WHAT THE EXERCISE ASKS:
Return the passage about Aleksandr's house word for word, everything from "Situated in an" down to "have been extraordinary.".

EXTRACT:
**********

Situated in an isolated location well off the Old Summer Road and looking somewhat like a Swiss chalet in design, Aleksandr's house was solidly constructed from heavy timber and surrounded by equally sturdy wooden fencing. Out of the front of the building lie massive cubes of ice cut from nearby Kuydusun River for use as drinking water, and a heap of chopped logs for heating. The amount of physical work in chain sawing the ice and cutting the logs would have been extraordinary.
We recalled Ed's parents-in-law with whom we had the fortune to meet and stay with in Sinsk on the first leg of our Anarbarskiy journey. Ed had told us that until the very recent advent of central heating, most of his father-in-law's life in summer was taken up preparing wood for winter season, and then in winter sawing chunks of ice on a regular basis from the river for their water supply. It was sheer hard physical work. But heat is life in these extreme cold regions; and a life here is certainly not for the faint-hearted.
And this time we left no chances to the cold. Donning all our cold weather gear was as usual, not a lot of fun with Alan cursing and swearing that he couldn't get his mittens on over his thermal gloves. Meanwhile Yura patiently - or pityingly - looked on.

**********

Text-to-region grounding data

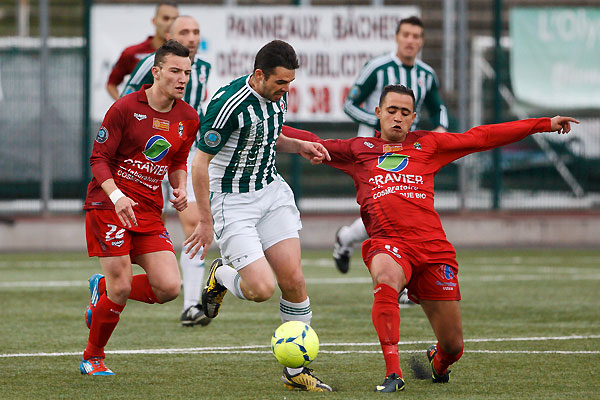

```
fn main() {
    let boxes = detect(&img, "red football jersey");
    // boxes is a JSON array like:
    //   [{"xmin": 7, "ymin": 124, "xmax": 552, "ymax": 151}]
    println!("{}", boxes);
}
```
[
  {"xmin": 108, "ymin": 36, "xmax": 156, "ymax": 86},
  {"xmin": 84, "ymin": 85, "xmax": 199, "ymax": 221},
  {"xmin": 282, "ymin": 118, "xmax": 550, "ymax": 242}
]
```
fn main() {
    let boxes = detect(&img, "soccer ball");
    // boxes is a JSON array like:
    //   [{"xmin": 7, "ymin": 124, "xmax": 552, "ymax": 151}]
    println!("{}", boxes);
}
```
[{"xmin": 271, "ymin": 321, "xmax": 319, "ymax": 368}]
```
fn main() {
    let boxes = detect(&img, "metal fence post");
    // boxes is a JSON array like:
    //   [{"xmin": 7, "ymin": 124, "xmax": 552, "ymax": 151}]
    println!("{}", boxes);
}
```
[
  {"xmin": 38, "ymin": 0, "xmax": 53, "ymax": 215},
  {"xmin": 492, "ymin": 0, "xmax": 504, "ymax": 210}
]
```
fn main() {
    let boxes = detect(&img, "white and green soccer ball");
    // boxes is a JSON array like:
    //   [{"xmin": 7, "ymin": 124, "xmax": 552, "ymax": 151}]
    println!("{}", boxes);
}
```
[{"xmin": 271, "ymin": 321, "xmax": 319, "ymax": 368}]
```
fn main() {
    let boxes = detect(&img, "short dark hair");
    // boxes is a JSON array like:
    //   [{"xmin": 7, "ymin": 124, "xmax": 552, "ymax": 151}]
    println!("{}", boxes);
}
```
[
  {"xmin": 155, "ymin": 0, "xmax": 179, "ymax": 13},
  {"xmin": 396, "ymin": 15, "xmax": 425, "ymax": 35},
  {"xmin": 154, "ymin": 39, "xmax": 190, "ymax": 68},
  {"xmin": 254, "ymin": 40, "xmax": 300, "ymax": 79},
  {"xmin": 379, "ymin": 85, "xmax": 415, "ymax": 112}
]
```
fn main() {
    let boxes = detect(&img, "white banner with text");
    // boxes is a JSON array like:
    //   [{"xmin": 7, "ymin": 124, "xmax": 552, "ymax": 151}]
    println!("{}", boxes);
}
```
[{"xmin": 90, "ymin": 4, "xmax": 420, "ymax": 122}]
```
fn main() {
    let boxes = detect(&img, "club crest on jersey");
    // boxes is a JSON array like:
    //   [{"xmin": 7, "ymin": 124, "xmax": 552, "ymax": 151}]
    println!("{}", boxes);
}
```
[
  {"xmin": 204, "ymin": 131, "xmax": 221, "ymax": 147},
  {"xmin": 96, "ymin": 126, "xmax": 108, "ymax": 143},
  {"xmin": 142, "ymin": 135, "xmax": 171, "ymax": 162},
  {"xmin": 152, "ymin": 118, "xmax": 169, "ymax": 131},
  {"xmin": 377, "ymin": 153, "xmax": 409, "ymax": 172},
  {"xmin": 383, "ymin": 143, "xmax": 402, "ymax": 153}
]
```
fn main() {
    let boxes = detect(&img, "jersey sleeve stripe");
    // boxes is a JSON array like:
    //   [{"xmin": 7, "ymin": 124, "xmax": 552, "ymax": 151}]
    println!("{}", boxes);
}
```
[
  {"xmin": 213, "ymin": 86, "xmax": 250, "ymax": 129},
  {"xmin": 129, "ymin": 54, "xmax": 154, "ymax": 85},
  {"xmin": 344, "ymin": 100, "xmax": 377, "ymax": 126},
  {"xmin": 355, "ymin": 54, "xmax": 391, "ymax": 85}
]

**********

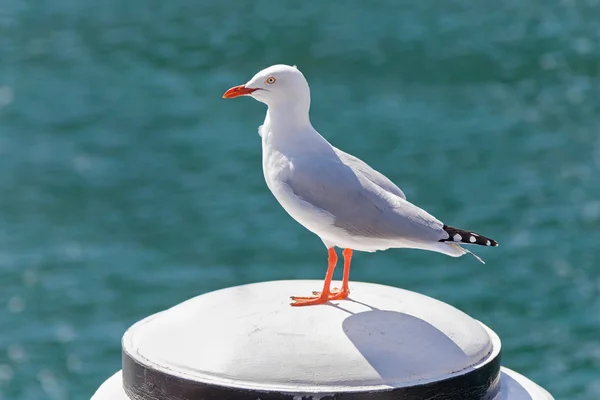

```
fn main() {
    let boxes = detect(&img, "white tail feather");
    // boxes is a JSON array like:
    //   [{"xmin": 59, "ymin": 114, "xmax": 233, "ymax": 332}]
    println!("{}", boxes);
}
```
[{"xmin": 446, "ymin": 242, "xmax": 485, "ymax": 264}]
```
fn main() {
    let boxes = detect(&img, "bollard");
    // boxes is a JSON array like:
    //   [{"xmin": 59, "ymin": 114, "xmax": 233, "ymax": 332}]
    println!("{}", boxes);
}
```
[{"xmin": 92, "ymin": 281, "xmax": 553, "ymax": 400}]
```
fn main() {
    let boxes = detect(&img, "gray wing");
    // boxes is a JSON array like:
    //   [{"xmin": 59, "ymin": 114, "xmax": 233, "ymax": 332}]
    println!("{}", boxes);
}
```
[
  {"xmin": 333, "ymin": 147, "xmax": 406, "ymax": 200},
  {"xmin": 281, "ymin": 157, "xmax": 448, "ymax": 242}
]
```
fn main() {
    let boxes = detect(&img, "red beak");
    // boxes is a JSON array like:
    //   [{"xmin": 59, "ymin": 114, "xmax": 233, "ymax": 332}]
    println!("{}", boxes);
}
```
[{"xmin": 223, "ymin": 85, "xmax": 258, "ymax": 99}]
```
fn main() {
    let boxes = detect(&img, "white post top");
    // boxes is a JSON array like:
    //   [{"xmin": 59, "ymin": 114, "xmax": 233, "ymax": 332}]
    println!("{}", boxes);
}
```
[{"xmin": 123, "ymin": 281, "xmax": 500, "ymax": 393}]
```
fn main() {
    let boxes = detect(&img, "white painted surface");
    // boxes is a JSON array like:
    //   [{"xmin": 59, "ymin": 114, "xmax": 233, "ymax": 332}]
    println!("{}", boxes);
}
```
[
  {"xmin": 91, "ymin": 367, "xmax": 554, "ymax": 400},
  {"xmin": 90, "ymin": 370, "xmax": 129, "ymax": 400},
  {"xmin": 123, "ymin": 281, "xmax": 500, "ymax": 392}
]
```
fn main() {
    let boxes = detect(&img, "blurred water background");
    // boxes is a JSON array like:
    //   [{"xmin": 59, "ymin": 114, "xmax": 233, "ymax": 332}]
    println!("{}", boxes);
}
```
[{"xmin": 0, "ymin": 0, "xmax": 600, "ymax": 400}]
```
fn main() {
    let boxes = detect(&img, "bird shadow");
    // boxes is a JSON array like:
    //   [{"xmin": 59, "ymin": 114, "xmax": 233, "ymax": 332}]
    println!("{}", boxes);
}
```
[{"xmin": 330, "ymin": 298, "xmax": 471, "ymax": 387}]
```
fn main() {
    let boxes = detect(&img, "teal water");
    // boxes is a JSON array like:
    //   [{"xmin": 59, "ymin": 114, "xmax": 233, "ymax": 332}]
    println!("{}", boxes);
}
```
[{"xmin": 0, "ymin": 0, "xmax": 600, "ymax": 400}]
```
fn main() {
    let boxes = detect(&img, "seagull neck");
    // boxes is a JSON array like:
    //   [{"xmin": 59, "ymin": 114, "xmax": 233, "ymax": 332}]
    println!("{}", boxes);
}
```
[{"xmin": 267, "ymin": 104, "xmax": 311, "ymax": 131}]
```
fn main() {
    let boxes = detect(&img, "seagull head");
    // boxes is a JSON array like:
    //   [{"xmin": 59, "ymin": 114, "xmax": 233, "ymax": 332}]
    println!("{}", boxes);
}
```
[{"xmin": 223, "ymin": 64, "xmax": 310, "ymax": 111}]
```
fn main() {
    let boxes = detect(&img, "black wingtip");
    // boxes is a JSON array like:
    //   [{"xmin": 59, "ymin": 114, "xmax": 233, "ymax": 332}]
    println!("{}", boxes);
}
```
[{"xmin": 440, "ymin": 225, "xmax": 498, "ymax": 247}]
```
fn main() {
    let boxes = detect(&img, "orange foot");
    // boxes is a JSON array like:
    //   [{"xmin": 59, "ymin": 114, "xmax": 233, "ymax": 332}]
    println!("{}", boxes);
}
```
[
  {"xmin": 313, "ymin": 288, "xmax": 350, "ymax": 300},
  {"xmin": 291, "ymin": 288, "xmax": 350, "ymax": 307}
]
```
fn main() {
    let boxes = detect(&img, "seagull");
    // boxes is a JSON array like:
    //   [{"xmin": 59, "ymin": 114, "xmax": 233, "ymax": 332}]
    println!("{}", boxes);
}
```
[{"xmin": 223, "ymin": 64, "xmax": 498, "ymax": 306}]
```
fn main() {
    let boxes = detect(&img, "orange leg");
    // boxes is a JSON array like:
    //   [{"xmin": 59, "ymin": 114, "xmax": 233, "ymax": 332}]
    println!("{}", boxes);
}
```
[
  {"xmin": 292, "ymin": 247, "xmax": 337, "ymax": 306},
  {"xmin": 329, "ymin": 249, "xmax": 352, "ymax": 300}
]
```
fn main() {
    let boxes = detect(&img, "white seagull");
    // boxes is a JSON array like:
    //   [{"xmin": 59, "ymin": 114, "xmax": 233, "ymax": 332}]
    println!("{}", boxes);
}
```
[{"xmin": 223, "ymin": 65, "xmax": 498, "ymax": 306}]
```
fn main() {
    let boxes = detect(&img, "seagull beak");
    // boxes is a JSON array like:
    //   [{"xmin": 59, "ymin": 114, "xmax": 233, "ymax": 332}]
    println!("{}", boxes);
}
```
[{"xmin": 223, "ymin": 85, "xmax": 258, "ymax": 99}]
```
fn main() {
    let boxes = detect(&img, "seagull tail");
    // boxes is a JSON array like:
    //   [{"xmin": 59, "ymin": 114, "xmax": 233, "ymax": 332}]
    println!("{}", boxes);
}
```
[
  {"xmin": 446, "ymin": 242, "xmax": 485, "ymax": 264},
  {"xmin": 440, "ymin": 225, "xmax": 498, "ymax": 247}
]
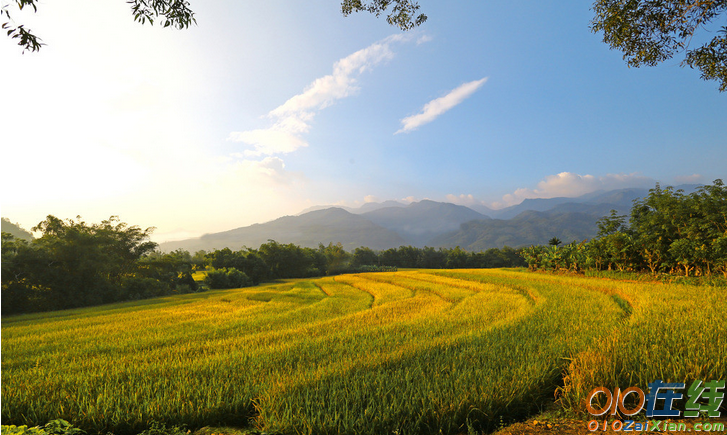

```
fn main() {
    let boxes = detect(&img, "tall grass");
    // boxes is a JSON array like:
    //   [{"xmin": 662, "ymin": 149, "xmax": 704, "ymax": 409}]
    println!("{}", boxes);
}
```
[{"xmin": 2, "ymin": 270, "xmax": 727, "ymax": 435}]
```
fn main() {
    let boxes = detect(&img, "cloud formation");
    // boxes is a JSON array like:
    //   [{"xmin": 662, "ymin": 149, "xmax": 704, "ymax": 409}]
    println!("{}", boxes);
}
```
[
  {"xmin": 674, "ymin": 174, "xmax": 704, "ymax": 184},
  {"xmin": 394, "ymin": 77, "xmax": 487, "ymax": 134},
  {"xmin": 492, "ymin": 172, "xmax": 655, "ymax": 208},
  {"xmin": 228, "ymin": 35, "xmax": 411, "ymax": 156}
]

**********

WRITTEN ANSWER:
Situated in an isolated location well off the Old Summer Road and looking somewhat like a Swiss chalet in design, Aleksandr's house was solidly constructed from heavy timber and surrounded by equally sturdy wooden fencing. Out of the front of the building lie massive cubes of ice cut from nearby Kuydusun River for use as drinking water, and a heap of chopped logs for heating. The amount of physical work in chain sawing the ice and cutting the logs would have been extraordinary.